Stored data entries:
=-=-=-=-=
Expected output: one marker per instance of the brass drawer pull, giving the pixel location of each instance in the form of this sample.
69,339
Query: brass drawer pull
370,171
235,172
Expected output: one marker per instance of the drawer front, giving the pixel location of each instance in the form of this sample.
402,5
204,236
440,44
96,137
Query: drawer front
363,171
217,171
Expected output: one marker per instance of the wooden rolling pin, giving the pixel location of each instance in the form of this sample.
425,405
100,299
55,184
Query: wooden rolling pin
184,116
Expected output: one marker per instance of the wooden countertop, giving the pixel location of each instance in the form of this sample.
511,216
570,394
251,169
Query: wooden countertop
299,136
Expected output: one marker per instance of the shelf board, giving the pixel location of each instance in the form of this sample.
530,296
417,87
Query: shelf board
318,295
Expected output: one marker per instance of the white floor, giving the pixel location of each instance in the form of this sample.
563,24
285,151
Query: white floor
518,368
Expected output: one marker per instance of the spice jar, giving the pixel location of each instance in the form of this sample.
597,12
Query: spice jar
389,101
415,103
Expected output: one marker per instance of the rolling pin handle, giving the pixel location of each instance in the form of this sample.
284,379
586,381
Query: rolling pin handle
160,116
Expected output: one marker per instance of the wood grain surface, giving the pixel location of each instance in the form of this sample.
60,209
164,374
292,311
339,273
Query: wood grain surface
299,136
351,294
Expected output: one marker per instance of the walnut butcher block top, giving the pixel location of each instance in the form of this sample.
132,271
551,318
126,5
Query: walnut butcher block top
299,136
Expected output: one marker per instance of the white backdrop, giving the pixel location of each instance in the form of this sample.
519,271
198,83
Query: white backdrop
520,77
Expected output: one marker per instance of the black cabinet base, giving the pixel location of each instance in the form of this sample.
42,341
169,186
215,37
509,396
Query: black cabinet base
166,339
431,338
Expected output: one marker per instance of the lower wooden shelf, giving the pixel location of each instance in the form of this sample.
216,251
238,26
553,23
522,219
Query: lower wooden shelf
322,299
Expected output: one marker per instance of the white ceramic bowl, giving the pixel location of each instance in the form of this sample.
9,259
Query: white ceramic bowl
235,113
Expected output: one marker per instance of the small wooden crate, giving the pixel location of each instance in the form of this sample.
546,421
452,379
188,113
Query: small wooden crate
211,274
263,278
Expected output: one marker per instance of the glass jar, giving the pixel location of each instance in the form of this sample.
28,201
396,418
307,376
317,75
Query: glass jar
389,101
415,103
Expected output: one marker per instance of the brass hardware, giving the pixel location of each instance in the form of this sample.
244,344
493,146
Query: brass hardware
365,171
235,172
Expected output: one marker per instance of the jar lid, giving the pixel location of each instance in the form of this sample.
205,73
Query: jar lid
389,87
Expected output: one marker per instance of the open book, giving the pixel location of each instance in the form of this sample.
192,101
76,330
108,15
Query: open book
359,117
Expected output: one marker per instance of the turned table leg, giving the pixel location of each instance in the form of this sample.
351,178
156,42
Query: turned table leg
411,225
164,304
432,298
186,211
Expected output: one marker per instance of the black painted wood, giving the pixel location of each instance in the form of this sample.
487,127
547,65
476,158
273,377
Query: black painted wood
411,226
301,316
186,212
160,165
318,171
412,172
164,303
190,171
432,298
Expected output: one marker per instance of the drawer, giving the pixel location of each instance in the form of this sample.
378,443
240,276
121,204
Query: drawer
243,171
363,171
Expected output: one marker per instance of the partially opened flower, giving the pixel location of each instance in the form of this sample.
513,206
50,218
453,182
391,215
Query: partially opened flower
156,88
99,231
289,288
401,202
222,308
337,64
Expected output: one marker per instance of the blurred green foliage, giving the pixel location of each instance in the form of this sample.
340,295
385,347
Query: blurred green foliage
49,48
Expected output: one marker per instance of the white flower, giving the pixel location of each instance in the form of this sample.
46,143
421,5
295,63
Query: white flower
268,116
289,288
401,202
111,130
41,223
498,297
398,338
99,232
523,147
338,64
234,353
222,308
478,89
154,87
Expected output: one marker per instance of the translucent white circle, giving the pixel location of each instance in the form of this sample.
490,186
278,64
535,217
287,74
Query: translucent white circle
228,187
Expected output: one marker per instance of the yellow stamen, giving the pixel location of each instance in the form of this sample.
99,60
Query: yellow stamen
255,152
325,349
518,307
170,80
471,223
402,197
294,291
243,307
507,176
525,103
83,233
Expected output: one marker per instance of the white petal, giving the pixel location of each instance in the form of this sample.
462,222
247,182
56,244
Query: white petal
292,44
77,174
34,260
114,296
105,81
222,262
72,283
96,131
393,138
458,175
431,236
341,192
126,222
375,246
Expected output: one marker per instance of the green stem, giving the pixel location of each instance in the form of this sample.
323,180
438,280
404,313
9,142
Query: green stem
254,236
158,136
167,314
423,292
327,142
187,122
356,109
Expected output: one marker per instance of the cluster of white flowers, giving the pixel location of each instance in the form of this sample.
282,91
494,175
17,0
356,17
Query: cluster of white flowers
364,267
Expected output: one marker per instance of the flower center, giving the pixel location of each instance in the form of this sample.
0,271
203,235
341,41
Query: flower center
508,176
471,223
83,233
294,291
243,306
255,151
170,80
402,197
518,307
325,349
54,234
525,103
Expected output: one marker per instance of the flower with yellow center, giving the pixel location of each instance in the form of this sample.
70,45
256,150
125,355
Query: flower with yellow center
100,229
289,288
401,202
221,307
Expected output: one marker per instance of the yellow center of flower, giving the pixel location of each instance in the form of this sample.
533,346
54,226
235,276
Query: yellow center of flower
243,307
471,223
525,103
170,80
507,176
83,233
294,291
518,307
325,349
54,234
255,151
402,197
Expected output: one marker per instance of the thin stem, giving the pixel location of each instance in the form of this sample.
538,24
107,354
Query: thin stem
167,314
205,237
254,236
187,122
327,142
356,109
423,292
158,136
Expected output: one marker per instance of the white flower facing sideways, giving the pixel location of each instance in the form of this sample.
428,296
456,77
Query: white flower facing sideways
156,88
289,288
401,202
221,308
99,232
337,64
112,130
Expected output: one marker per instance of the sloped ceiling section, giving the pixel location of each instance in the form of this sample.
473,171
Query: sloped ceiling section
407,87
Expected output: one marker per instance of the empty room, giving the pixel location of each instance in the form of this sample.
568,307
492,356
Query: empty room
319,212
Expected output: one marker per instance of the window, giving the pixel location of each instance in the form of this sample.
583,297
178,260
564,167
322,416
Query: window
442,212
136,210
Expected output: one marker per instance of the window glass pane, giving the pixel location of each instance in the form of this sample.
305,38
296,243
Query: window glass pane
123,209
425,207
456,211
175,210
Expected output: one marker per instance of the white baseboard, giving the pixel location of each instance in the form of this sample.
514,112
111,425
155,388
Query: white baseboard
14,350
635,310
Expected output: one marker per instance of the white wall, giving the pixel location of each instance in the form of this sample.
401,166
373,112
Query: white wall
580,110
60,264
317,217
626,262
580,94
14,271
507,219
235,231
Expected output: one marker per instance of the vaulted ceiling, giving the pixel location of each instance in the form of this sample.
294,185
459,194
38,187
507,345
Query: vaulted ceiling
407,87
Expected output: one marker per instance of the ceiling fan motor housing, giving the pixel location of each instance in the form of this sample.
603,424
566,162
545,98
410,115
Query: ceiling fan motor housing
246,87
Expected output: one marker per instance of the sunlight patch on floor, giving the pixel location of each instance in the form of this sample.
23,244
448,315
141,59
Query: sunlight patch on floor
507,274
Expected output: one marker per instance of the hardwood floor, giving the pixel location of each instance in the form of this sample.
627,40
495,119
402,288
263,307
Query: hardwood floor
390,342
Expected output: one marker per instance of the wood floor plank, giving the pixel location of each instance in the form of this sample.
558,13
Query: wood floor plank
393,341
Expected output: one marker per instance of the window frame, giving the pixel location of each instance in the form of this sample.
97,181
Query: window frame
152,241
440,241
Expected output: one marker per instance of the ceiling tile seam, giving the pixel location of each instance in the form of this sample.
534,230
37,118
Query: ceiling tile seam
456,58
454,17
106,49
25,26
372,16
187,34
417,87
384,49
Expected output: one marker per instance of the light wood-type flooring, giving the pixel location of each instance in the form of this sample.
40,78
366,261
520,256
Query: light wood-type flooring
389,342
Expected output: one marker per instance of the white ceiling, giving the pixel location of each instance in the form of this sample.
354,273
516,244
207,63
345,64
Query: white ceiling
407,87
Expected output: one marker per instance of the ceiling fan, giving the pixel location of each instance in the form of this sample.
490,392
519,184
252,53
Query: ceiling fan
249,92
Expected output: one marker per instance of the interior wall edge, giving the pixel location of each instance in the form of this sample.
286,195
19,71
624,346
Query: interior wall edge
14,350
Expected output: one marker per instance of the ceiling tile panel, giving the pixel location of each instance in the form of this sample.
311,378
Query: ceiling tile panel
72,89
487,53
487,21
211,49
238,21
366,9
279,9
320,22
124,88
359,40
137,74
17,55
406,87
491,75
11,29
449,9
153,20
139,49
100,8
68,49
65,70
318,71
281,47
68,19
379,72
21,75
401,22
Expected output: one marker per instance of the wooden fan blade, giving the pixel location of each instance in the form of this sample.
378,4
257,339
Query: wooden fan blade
=-=-=-=-=
DIRECTIONS:
Please filter the entries for the word "blade" and copy the lines that have it.

REPLY:
Expected output: one marker per instance of the wooden fan blade, giving the pixel location of each instance in the form of this sample.
Query: wooden fan blade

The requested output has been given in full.